_YOUR INSTRUCTIONS:_ Which lines of the listing below contain the string "negative"? Pull out each one in full.

_SUPPLIED ENTRIES:_
┌──
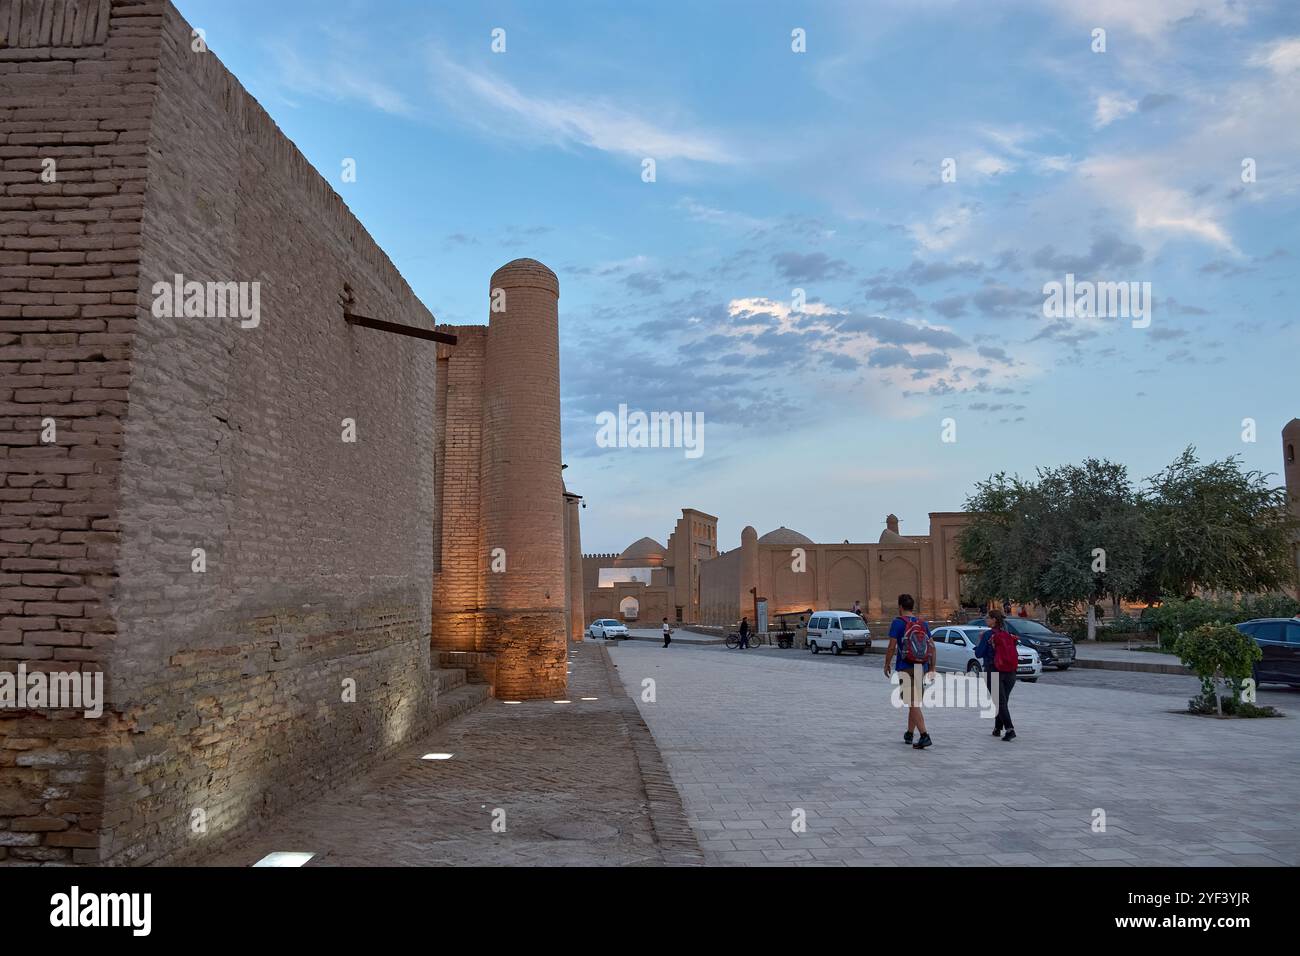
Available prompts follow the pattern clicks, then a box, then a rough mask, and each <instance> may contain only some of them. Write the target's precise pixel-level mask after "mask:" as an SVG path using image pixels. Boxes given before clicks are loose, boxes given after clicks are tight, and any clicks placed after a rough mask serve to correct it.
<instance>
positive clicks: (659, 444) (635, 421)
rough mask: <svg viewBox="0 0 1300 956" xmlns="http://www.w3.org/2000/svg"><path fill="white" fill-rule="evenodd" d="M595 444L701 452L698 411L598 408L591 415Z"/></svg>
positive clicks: (701, 430)
mask: <svg viewBox="0 0 1300 956" xmlns="http://www.w3.org/2000/svg"><path fill="white" fill-rule="evenodd" d="M595 424H597V425H598V428H597V431H595V444H597V446H598V447H602V449H685V450H686V458H699V457H701V455H703V454H705V414H703V412H702V411H695V412H690V411H651V412H643V411H633V412H629V411H628V406H625V405H620V406H619V411H617V414H615V412H612V411H602V412H601V414H599V415H597V416H595Z"/></svg>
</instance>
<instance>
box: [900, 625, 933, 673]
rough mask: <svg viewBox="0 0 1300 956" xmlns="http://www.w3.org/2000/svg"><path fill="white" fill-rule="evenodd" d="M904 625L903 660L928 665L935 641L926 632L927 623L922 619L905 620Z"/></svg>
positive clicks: (902, 652) (903, 635) (928, 632)
mask: <svg viewBox="0 0 1300 956" xmlns="http://www.w3.org/2000/svg"><path fill="white" fill-rule="evenodd" d="M904 623H905V624H906V628H904V632H902V659H904V661H906V662H907V663H927V662H928V661H930V652H931V649H932V648H933V641H932V640H931V637H930V631H927V630H926V622H924V620H922V619H920V618H910V619H909V618H904Z"/></svg>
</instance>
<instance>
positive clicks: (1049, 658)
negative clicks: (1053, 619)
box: [969, 618, 1074, 671]
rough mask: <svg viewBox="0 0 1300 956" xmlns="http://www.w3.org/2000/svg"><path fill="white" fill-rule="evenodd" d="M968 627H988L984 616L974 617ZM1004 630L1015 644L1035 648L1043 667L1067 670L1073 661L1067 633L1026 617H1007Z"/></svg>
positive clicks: (1028, 647) (1070, 647) (1072, 664)
mask: <svg viewBox="0 0 1300 956" xmlns="http://www.w3.org/2000/svg"><path fill="white" fill-rule="evenodd" d="M969 627H988V623H987V622H985V620H984V618H975V620H971V622H970V623H969ZM1006 630H1008V631H1010V632H1011V633H1014V635H1015V643H1017V644H1023V645H1024V646H1027V648H1034V649H1035V650H1037V652H1039V658H1040V659H1041V661H1043V666H1044V667H1056V669H1057V670H1061V671H1067V670H1070V665H1073V663H1074V641H1073V640H1070V637H1069V636H1067V635H1063V633H1057V632H1056V631H1053V630H1052V628H1049V627H1044V626H1043V624H1040V623H1039V622H1036V620H1028V619H1026V618H1008V619H1006Z"/></svg>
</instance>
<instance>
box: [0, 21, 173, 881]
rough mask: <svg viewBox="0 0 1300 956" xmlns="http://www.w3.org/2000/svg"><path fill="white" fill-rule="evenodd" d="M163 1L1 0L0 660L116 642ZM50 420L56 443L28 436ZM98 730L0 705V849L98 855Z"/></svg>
mask: <svg viewBox="0 0 1300 956" xmlns="http://www.w3.org/2000/svg"><path fill="white" fill-rule="evenodd" d="M160 13H161V7H160V4H156V3H142V1H140V0H113V1H112V4H110V3H108V0H79V1H75V3H74V1H73V0H59V1H57V3H34V0H0V667H3V669H5V670H10V671H13V670H17V667H18V665H19V662H22V663H26V666H27V669H29V670H31V669H43V670H47V671H75V670H79V669H83V670H100V669H103V666H104V665H105V662H107V657H108V654H109V653H110V650H112V646H113V641H114V639H116V633H114V632H116V623H114V620H113V618H112V617H110V614H109V611H108V605H109V602H110V601H112V598H113V596H114V584H116V580H117V578H116V561H117V549H118V538H120V527H121V525H120V522H118V516H117V509H118V483H120V471H121V458H122V441H121V440H122V421H123V418H125V415H126V399H127V382H129V372H130V362H129V359H130V351H131V349H130V346H131V338H133V332H134V326H135V315H136V298H138V295H136V291H138V286H139V232H140V220H142V212H143V204H144V181H146V160H147V151H146V140H147V139H148V129H149V121H151V109H152V101H153V91H155V88H156V87H155V83H156V77H155V74H156V69H157V47H159V29H160V25H161V20H160ZM51 159H52V160H53V161H55V165H53V166H52V168H49V166H48V165H47V164H45V163H44V160H51ZM47 169H51V170H52V173H53V178H55V181H53V182H43V181H42V173H43V172H45V170H47ZM47 418H49V419H53V420H55V425H56V429H57V431H56V441H53V442H52V444H42V441H40V434H42V420H43V419H47ZM103 726H104V724H103V722H101V721H88V719H86V718H83V717H82V714H81V713H57V711H39V713H38V711H16V710H9V709H0V862H3V864H19V862H44V861H61V862H91V861H95V860H96V858H98V844H99V838H98V830H99V825H100V812H101V801H103V777H104V760H103V750H101V737H100V734H101V730H103Z"/></svg>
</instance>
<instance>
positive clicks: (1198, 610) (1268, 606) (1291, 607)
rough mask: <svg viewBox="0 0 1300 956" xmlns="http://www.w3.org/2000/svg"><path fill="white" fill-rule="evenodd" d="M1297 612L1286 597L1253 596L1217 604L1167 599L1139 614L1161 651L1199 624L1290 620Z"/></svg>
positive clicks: (1269, 596)
mask: <svg viewBox="0 0 1300 956" xmlns="http://www.w3.org/2000/svg"><path fill="white" fill-rule="evenodd" d="M1296 611H1300V601H1296V600H1295V598H1294V597H1287V596H1286V594H1256V596H1253V597H1252V596H1248V597H1244V598H1242V600H1240V601H1218V600H1213V598H1203V597H1196V598H1192V600H1190V601H1187V600H1183V598H1177V597H1169V598H1165V600H1164V601H1161V604H1160V605H1158V606H1153V607H1148V609H1147V610H1144V611H1143V615H1141V620H1143V623H1144V626H1145V627H1147V628H1148V630H1151V631H1154V632H1156V633H1157V635H1158V637H1160V643H1161V645H1162V646H1165V648H1171V646H1173V644H1174V641H1175V640H1177V639H1178V636H1179V635H1180V633H1187V632H1188V631H1192V630H1195V628H1197V627H1200V626H1201V624H1239V623H1240V622H1243V620H1251V619H1252V618H1290V617H1292V615H1294V614H1296Z"/></svg>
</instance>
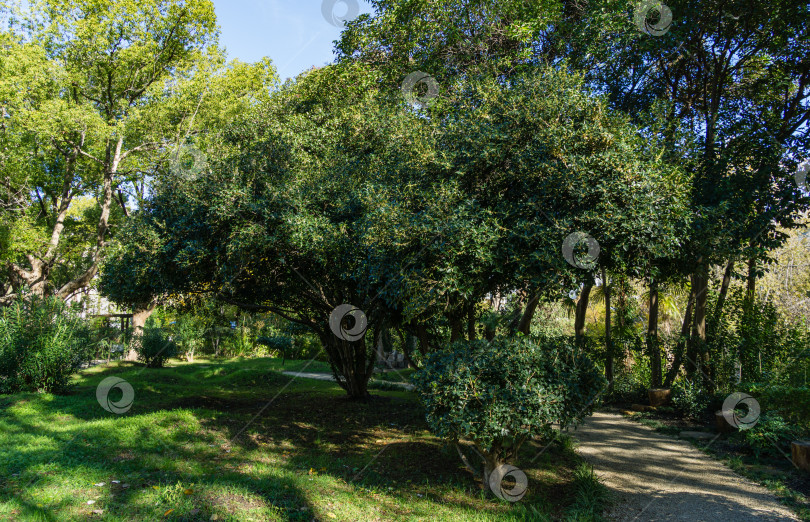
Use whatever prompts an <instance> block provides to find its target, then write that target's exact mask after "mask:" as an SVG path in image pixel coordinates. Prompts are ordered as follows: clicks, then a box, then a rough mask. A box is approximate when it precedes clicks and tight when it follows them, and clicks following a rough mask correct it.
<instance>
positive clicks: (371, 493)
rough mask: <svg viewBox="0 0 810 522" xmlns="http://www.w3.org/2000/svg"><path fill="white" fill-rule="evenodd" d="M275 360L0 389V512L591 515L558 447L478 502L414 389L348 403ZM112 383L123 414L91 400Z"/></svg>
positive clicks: (495, 519)
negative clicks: (514, 493) (43, 387)
mask: <svg viewBox="0 0 810 522" xmlns="http://www.w3.org/2000/svg"><path fill="white" fill-rule="evenodd" d="M315 364H316V363H313V365H315ZM303 365H304V363H303V362H299V361H287V363H286V364H285V365H284V369H285V370H300V369H301V368H302V367H303ZM313 365H311V366H309V367H308V368H307V369H306V371H323V368H320V367H318V366H314V367H313ZM280 369H281V361H280V360H277V359H249V360H245V359H236V360H227V361H210V360H198V361H195V362H194V363H185V362H177V361H172V363H171V364H170V365H169V367H167V368H163V369H145V368H143V367H142V366H140V365H136V364H133V363H114V364H111V365H110V366H99V367H95V368H91V369H89V370H85V371H83V372H82V373H81V374H79V375H77V376H76V377H75V382H76V386H75V388H74V389H73V391H72V393H71V394H70V395H67V396H55V395H48V394H31V393H28V394H17V395H5V396H0V520H15V521H16V520H43V521H52V520H53V521H58V520H88V519H90V520H133V521H136V520H137V521H141V520H177V521H180V520H188V521H191V520H206V521H208V520H223V521H224V520H234V521H236V520H239V521H243V520H257V521H258V520H262V521H264V520H307V521H311V520H319V521H321V520H323V521H326V520H346V521H356V520H453V521H458V520H481V521H483V520H550V519H559V518H563V517H569V516H570V517H575V519H577V520H587V519H589V517H592V510H593V509H594V508H595V509H596V511H600V510H601V508H600V507H599V505H600V502H601V501H602V500H601V499H602V498H603V495H602V493H603V492H602V491H601V490H600V487H601V486H599V485H598V483H596V482H595V481H594V479H593V477H592V475H591V474H590V473H589V472H588V471H587V469H586V468H585V467H584V466H582V464H581V461H580V460H579V458H578V457H577V456H576V454H575V453H574V452H573V451H572V449H571V446H570V444H566V443H564V444H557V443H554V444H551V445H550V447H549V448H548V449H547V450H546V451H545V452H543V453H542V454H541V455H540V456H539V458H537V460H536V461H535V462H534V463H531V462H530V460H531V459H532V458H533V457H534V456H535V455H536V454H537V453H538V449H539V448H540V447H541V446H540V445H539V444H536V443H532V444H531V445H527V446H530V447H526V448H525V454H524V456H523V457H522V458H521V460H520V462H518V465H519V466H520V467H521V469H523V470H524V471H525V472H526V474H527V475H528V477H529V492H528V494H527V495H526V497H524V499H523V500H521V501H520V502H518V503H515V504H509V503H507V502H505V501H499V500H495V499H493V498H491V497H485V496H483V495H482V494H481V491H480V488H479V484H478V483H476V481H475V479H474V478H473V477H472V476H471V475H470V474H469V473H468V472H467V471H466V470H465V469H464V468H463V465H462V464H461V462H460V459H459V458H458V456H457V455H456V453H455V450H453V451H450V450H448V449H447V448H444V447H443V445H442V443H441V441H439V440H438V439H436V438H435V437H433V436H432V435H430V434H429V432H428V431H427V429H426V425H425V422H424V419H423V413H422V411H421V409H420V407H419V405H418V402H417V401H416V397H415V395H414V394H413V393H410V392H404V391H375V392H374V396H375V397H374V398H373V399H372V400H370V401H368V402H365V403H361V402H353V401H349V400H346V399H345V397H344V392H343V390H341V389H340V388H339V387H338V386H337V385H336V384H334V383H331V382H325V381H315V380H309V379H294V380H293V379H291V378H290V377H287V376H285V375H282V374H280V373H278V371H277V370H280ZM109 376H117V377H120V378H122V379H125V380H126V381H127V382H129V383H130V384H131V385H132V387H133V388H134V390H135V399H134V402H133V405H132V408H131V410H129V412H127V413H126V414H123V415H115V414H113V413H109V412H107V411H105V410H104V409H102V407H101V406H100V405H99V403H98V401H97V400H96V388H97V386H98V384H99V382H100V381H101V380H102V379H104V378H105V377H109ZM116 393H117V394H118V397H120V393H121V392H120V391H117V390H114V391H113V392H112V399H113V400H117V399H118V397H116V396H115V394H116Z"/></svg>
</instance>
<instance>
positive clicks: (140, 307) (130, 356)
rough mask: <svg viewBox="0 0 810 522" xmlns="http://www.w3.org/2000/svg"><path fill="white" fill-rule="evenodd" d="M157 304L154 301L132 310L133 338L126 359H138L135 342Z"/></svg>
mask: <svg viewBox="0 0 810 522" xmlns="http://www.w3.org/2000/svg"><path fill="white" fill-rule="evenodd" d="M156 306H157V303H155V302H154V301H153V302H151V303H149V304H148V305H145V306H139V307H135V309H133V310H132V338H131V339H130V343H129V351H128V352H127V356H126V357H125V358H124V360H127V361H137V360H138V353H137V352H136V351H135V343H137V342H138V338H140V336H141V335H143V328H144V326H146V320H147V319H149V317H150V316H151V315H152V312H154V311H155V307H156Z"/></svg>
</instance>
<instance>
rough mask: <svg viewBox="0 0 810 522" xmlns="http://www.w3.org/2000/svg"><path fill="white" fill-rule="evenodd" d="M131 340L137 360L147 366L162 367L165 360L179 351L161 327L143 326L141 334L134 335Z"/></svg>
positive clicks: (172, 355)
mask: <svg viewBox="0 0 810 522" xmlns="http://www.w3.org/2000/svg"><path fill="white" fill-rule="evenodd" d="M133 342H134V343H135V352H136V353H137V354H138V360H140V361H143V362H144V363H146V366H148V367H149V368H162V367H163V365H164V364H165V363H166V361H167V360H169V359H170V358H172V357H176V356H177V354H178V353H179V347H178V346H177V343H176V342H174V341H173V340H172V338H171V337H168V336H167V335H166V334H165V333H164V332H163V330H162V329H161V328H149V327H147V328H144V329H143V334H142V335H140V336H138V337H136V338H135V339H134V341H133Z"/></svg>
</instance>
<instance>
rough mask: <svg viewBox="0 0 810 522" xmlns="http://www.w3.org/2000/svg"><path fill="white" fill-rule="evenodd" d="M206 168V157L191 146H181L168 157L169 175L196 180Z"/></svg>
mask: <svg viewBox="0 0 810 522" xmlns="http://www.w3.org/2000/svg"><path fill="white" fill-rule="evenodd" d="M207 166H208V158H207V156H206V155H205V154H204V153H203V152H202V151H201V150H200V149H198V148H197V147H195V146H193V145H181V146H179V147H178V148H177V150H176V151H174V152H173V153H172V155H171V156H170V157H169V169H170V171H171V173H172V174H173V175H175V176H177V177H180V178H184V179H187V180H192V181H193V180H195V179H197V178H198V177H199V175H200V173H201V172H202V171H203V170H204V169H205V168H206V167H207Z"/></svg>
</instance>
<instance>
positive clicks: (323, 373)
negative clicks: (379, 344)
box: [281, 372, 413, 391]
mask: <svg viewBox="0 0 810 522" xmlns="http://www.w3.org/2000/svg"><path fill="white" fill-rule="evenodd" d="M281 373H283V374H284V375H290V376H292V377H301V378H303V379H317V380H319V381H333V382H334V380H335V376H334V375H332V374H331V373H315V372H281ZM385 382H387V383H388V384H391V385H394V386H398V387H400V388H402V389H404V390H409V391H410V390H413V384H408V383H406V382H393V381H385Z"/></svg>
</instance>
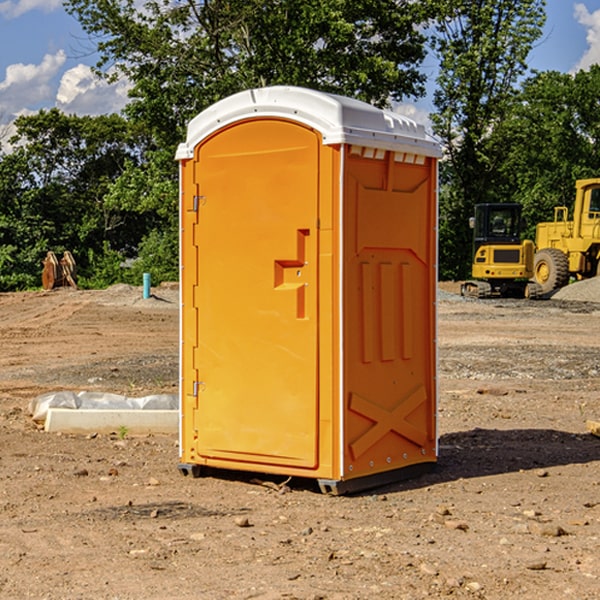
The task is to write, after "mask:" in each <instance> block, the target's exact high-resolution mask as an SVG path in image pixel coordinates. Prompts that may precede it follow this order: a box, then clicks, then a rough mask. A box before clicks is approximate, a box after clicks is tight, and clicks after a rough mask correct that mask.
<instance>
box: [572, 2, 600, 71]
mask: <svg viewBox="0 0 600 600" xmlns="http://www.w3.org/2000/svg"><path fill="white" fill-rule="evenodd" d="M575 19H576V20H577V22H578V23H579V24H581V25H583V26H584V27H585V28H586V30H587V33H586V36H585V39H586V41H587V43H588V49H587V50H586V51H585V53H584V55H583V56H582V57H581V59H580V60H579V62H578V63H577V65H576V66H575V69H574V70H575V71H578V70H580V69H588V68H589V67H590V65H593V64H600V10H596V11H594V12H593V13H590V12H589V10H588V9H587V7H586V6H585V4H580V3H578V4H575Z"/></svg>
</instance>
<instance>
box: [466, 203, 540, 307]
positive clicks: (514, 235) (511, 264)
mask: <svg viewBox="0 0 600 600" xmlns="http://www.w3.org/2000/svg"><path fill="white" fill-rule="evenodd" d="M469 224H470V226H471V228H472V229H473V265H472V268H471V271H472V273H471V274H472V277H473V279H471V280H469V281H465V282H464V283H463V284H462V286H461V294H462V295H463V296H470V297H474V298H491V297H496V296H500V297H516V298H535V297H537V296H539V295H541V289H540V286H539V285H538V284H536V283H535V282H532V281H530V279H531V278H532V277H533V265H534V250H535V248H534V244H533V242H532V241H531V240H521V229H522V226H523V222H522V218H521V205H520V204H508V203H502V204H498V203H496V204H492V203H488V204H477V205H475V216H474V217H472V218H471V219H470V223H469Z"/></svg>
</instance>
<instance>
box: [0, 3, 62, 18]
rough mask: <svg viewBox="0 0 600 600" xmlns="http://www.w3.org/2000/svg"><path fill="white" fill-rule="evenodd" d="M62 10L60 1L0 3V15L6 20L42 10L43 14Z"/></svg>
mask: <svg viewBox="0 0 600 600" xmlns="http://www.w3.org/2000/svg"><path fill="white" fill-rule="evenodd" d="M58 9H62V0H17V1H16V2H14V1H12V0H6V1H5V2H0V15H2V16H4V17H6V18H7V19H15V18H16V17H20V16H21V15H23V14H25V13H27V12H29V11H32V10H42V11H43V12H46V13H48V12H52V11H53V10H58Z"/></svg>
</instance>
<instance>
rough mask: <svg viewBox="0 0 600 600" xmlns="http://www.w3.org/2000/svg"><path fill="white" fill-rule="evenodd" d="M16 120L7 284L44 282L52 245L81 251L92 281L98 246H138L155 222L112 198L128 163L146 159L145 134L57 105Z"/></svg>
mask: <svg viewBox="0 0 600 600" xmlns="http://www.w3.org/2000/svg"><path fill="white" fill-rule="evenodd" d="M15 125H16V129H17V133H16V135H15V136H14V137H13V138H12V140H11V143H12V144H13V145H14V149H13V151H12V152H11V153H8V154H6V155H4V156H2V157H0V206H2V209H1V211H0V248H2V251H1V252H0V289H2V290H7V289H15V288H17V289H22V288H25V287H32V286H36V285H39V283H40V273H41V260H42V258H43V257H44V256H45V254H46V252H47V251H48V250H53V251H54V252H57V253H58V252H63V251H64V250H70V251H71V252H73V253H74V254H75V255H76V260H77V262H78V264H79V266H80V271H81V272H82V274H83V277H84V279H85V277H86V272H87V271H88V267H89V266H90V265H89V262H88V261H87V256H88V255H89V252H90V251H91V252H92V253H94V252H95V253H102V250H103V248H104V245H105V244H108V245H109V246H110V247H112V248H113V249H116V250H118V251H119V252H120V254H121V255H122V258H123V257H125V256H126V255H127V253H128V251H130V250H134V249H135V248H136V246H137V245H138V244H139V243H140V242H141V240H142V239H143V237H144V234H145V233H147V231H148V225H149V224H148V222H147V221H144V220H142V219H139V218H138V215H137V214H136V213H134V212H133V211H127V210H123V209H122V208H121V207H118V206H113V205H111V204H110V203H108V202H107V201H106V199H105V197H106V195H107V193H108V192H109V190H110V189H111V185H112V183H113V182H114V181H115V180H117V179H118V177H119V176H120V174H121V173H122V172H123V170H124V169H125V166H126V165H127V164H130V163H131V162H136V163H138V164H139V162H140V160H141V159H142V154H141V148H142V144H143V137H142V136H140V135H137V134H136V133H135V132H133V131H132V129H131V127H130V125H129V124H128V123H127V122H126V121H125V120H124V119H123V118H122V117H119V116H117V115H108V116H100V117H76V116H67V115H65V114H63V113H62V112H60V111H59V110H57V109H52V110H49V111H44V110H42V111H40V112H39V113H37V114H34V115H31V116H24V117H19V118H18V119H17V121H16V122H15Z"/></svg>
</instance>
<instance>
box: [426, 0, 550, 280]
mask: <svg viewBox="0 0 600 600" xmlns="http://www.w3.org/2000/svg"><path fill="white" fill-rule="evenodd" d="M439 7H440V15H441V18H439V19H438V20H437V22H436V35H435V38H434V40H433V47H434V49H435V51H436V53H437V55H438V57H439V59H440V74H439V76H438V79H437V89H436V91H435V93H434V104H435V106H436V113H435V114H434V115H433V116H432V120H433V124H434V131H435V132H436V134H437V135H438V136H440V138H441V140H442V142H443V144H444V146H445V150H446V153H447V161H446V163H445V164H444V165H443V167H442V183H443V187H442V191H443V193H442V195H441V211H440V213H441V214H440V217H441V220H440V246H441V248H442V252H441V253H440V270H441V273H442V276H444V277H453V278H462V277H465V276H466V275H467V274H468V270H469V264H470V249H471V240H470V232H469V229H468V224H467V223H468V217H469V216H470V215H471V214H472V210H473V206H474V204H476V203H478V202H492V201H498V200H499V199H500V195H499V193H498V190H499V188H498V187H497V173H498V169H499V167H500V165H501V163H502V161H503V154H502V151H500V152H497V150H501V148H500V146H499V145H498V144H495V143H493V138H494V135H495V130H496V128H497V127H498V125H499V124H501V123H502V121H503V120H504V119H505V118H506V117H507V115H508V114H509V113H510V111H511V109H512V106H513V103H514V99H515V92H516V87H517V84H518V81H519V78H520V77H522V75H523V74H524V73H525V72H526V70H527V62H526V60H527V55H528V54H529V51H530V50H531V47H532V44H533V43H534V42H535V40H537V39H538V38H539V37H540V35H541V32H542V26H543V24H544V20H545V11H544V7H545V0H516V1H515V0H497V1H495V2H491V1H489V0H476V1H473V0H441V1H440V3H439Z"/></svg>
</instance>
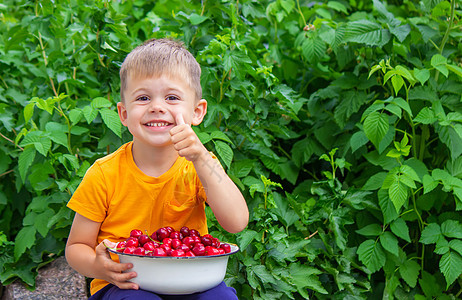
└──
_RESPONSE:_
negative clicks: (1053, 619)
negative clicks: (514, 493) (43, 387)
negative clicks: (379, 344)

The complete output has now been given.